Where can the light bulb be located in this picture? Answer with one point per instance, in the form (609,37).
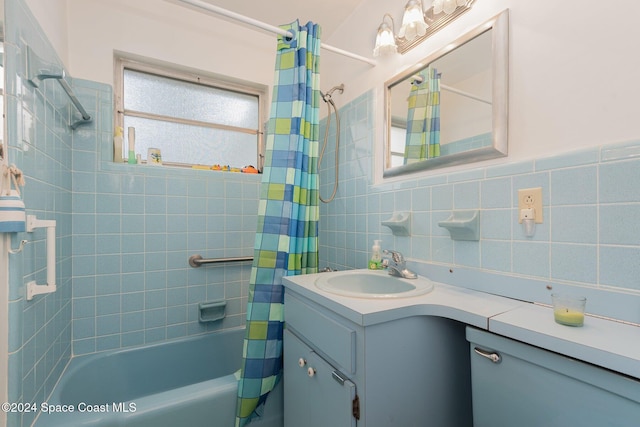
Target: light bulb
(413,24)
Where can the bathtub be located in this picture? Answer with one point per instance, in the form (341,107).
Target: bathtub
(189,382)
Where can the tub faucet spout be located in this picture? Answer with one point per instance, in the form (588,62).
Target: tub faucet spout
(397,265)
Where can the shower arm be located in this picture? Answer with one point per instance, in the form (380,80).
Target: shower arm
(327,98)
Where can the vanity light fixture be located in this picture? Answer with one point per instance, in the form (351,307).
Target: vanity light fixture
(385,40)
(417,24)
(413,24)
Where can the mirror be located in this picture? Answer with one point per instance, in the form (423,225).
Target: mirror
(451,108)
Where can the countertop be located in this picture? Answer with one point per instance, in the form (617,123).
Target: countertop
(607,343)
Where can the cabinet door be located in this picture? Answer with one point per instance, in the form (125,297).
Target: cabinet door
(519,385)
(315,394)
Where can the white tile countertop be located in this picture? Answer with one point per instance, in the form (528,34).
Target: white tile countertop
(607,343)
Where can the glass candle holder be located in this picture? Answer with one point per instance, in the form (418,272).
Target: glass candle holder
(568,309)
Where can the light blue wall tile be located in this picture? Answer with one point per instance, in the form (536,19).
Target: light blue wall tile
(466,195)
(620,267)
(133,321)
(574,224)
(467,253)
(107,304)
(496,224)
(108,325)
(575,263)
(619,182)
(619,224)
(531,258)
(496,193)
(574,186)
(442,197)
(496,255)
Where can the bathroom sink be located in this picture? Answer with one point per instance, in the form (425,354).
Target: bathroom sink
(372,284)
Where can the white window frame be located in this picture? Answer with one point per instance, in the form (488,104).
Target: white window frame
(162,69)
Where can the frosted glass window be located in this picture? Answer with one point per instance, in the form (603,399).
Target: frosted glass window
(193,145)
(170,97)
(192,120)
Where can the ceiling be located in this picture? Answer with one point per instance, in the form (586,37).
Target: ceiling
(328,13)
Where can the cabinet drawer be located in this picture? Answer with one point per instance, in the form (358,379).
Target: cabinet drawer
(327,335)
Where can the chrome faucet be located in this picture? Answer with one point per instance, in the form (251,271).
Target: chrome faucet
(397,265)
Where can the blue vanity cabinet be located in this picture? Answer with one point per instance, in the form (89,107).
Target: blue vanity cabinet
(317,393)
(409,372)
(516,384)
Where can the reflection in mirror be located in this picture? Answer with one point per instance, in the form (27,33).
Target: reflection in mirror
(451,108)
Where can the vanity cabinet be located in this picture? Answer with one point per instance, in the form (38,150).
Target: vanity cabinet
(406,372)
(516,384)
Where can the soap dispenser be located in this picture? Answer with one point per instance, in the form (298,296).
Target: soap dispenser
(375,263)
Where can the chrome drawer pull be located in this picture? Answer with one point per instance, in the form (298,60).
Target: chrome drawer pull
(494,357)
(339,377)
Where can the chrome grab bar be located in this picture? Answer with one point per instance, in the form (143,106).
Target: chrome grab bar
(196,261)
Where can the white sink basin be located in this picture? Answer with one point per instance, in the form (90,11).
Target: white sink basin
(372,284)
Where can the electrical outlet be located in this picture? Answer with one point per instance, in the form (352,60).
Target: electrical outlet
(531,198)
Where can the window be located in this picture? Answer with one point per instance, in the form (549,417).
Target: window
(193,120)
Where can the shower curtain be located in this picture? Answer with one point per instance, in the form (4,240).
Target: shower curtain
(286,239)
(423,118)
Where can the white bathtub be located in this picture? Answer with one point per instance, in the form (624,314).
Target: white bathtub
(186,382)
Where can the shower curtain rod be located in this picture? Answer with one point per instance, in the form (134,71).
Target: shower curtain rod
(271,28)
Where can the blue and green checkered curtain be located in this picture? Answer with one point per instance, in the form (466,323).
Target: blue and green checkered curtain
(423,118)
(287,235)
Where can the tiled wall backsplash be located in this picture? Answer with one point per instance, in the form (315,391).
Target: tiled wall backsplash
(589,238)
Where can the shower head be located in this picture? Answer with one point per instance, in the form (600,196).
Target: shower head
(326,97)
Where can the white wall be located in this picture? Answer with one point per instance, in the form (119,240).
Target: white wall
(167,32)
(52,16)
(573,73)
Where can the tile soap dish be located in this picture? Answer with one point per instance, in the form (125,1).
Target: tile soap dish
(399,223)
(463,225)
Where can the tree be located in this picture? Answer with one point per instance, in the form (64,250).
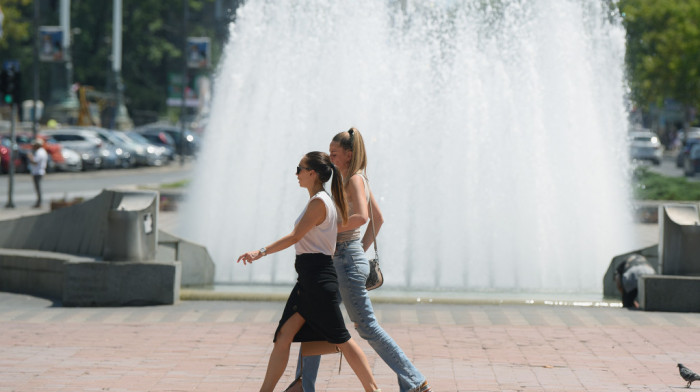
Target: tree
(663,50)
(152,43)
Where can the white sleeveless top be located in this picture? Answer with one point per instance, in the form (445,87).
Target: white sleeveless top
(321,238)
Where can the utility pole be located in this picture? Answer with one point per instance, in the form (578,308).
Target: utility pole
(35,69)
(64,16)
(183,106)
(117,58)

※ ※ ※

_TASK STATEMENT_
Copy all of the records above exactly, line for line, but leave out the pictures.

_ANSWER IN FULL_
Where can the light bulb be located in this picture? Answer with one point per instance, in the form (609,37).
Target: light bulb
(413,24)
Where can the bathtub be located in this picture? Answer with one point per instance, in the form (341,107).
Target: bathtub
(189,382)
Where can the tub faucet spout be located in this picture? Answer with one point per instance, in the form (588,62).
Target: tub faucet spout
(397,265)
Where can the shower arm be located in this picture? Answer with one point per instance, in the form (380,80).
Target: shower arm
(327,98)
Where can the vanity light fixture be located in this picture? Answer with one point per instance, in the form (351,307).
Target: vanity light fixture
(385,40)
(417,24)
(413,24)
Where can the mirror be located in this picture? Answer with one point per instance, in the form (423,225).
Target: mirror
(451,108)
Where can the countertop be located in this picture? Answer with one point per instance, in the form (617,123).
Target: countertop
(607,343)
Where can the cabinet door be located in this picture? Answer with one point per instance, in the form (125,297).
Target: cabinet door
(519,385)
(315,394)
Where can the white tile countertop be located in this picture? Answer with one point per instance, in the form (528,34).
Target: white tile countertop
(607,343)
Where can the glass candle holder be located in this picture? Answer with one point per instance, in the form (418,272).
Target: glass candle holder
(568,309)
Where can the light blue wall tile be located in this picture? Answer with one point per instance, in the form (536,19).
Target: light blue wall tile
(466,195)
(620,267)
(133,321)
(574,224)
(467,253)
(107,304)
(496,224)
(108,325)
(575,263)
(619,182)
(619,224)
(531,258)
(496,193)
(574,186)
(442,197)
(496,255)
Where can the bathroom sink be located in this picture? Answer with one point per instance, in the form (425,354).
Target: bathroom sink
(372,284)
Where can the white window frame be located in this picture? Answer with one point per instance, in the form (488,104).
Target: white window frame
(162,69)
Where can the frosted glass window be located in this picture? Answer with one point per instance, in the form (603,399).
Target: frosted glass window
(193,145)
(170,97)
(192,120)
Where can the ceiling be located in this picture? Answer with one point per instance, in the form (586,37).
Target: ceiling
(328,13)
Where can the cabinet drawer be located in this picture? Answer with one point per instance, in the form (358,379).
Target: cabinet drawer
(327,335)
Where can the chrome faucet be located in this picture? Answer with one point per instance, in the form (251,271).
Target: chrome faucet
(397,265)
Where can the blue vanity cabinet be located in this picture? Answer with one point per instance, in the form (89,107).
Target: blue vanity cabinet
(317,393)
(409,372)
(516,384)
Where can the reflection in mirror be located in this picture? Answer with one point per instance, in the form (27,33).
Target: reflection in mirror
(451,108)
Where can the vanity cabinet be located in this picture? Answer with one point per instance, in the form (38,150).
Target: vanity cabinet
(406,372)
(516,384)
Where can the soap dispenser be located in this picture? Answer with one point per instance, in the form (298,296).
Target: soap dispenser
(375,263)
Where can the chrome drawer pull be located in this picture? Answer with one point per instance, in the form (298,60).
Target: chrome drawer pull
(494,357)
(339,377)
Where can the chrome grab bar be located in this picture? Answer with one point per instance, in the form (143,106).
Target: chrome grab bar
(196,261)
Where can the white sink basin be located in this picture? Answer with one point per instance, in the form (90,11).
Target: white sink basin
(372,284)
Where can the electrical outlet be located in this picture? Answer with one point per instance, in the form (352,60).
Target: electrical outlet
(531,198)
Where can the window be located in this picture? Answer with one point per instance, in the form (549,417).
Target: window
(193,120)
Where can the shower curtain be located in this picture? Answer with one point per instance, in the form (4,240).
Target: shower curtain
(286,239)
(423,118)
Where can the white bathtub be located in this picture? Answer with one point per instance, in the form (624,314).
Target: white bathtub
(186,382)
Where can the shower curtain rod be located in this picture? Answer with one point per instance, in the form (134,71).
Target: shower curtain rod
(271,28)
Where can the blue and green checkered curtain be located in this picture? Answer with one point per instance, in the form (466,323).
Target: blue and green checkered curtain
(423,118)
(287,235)
Where can the tiled wall backsplash be located in this picture? Answer with one point per instance, in the form (315,391).
Target: tiled wall backsplash
(589,238)
Where can the shower head be located in this picture? Answer with one point per instance, in the form (600,196).
Target: shower head
(326,97)
Where can the white wall be located in this picture? Answer with one point per instance, in the form (119,240).
Target: white wall
(167,32)
(52,16)
(573,73)
Where can the tile soap dish be located in this picture? Answer with one point per instance, in the form (125,1).
Target: tile soap dish
(399,223)
(463,225)
Where can the tree be located in this picture? Answer with one point per instance, in the form (64,250).
Target: tree
(663,50)
(152,43)
Where can the white sleeveless top be located in this picture? Answer with one point per instance, in the form (445,87).
Target: white sleeveless top
(321,238)
Where can the utility pole be located in this picture? Answer with one point per instance, in the form (578,308).
Target: utility pole
(35,69)
(64,16)
(183,106)
(117,58)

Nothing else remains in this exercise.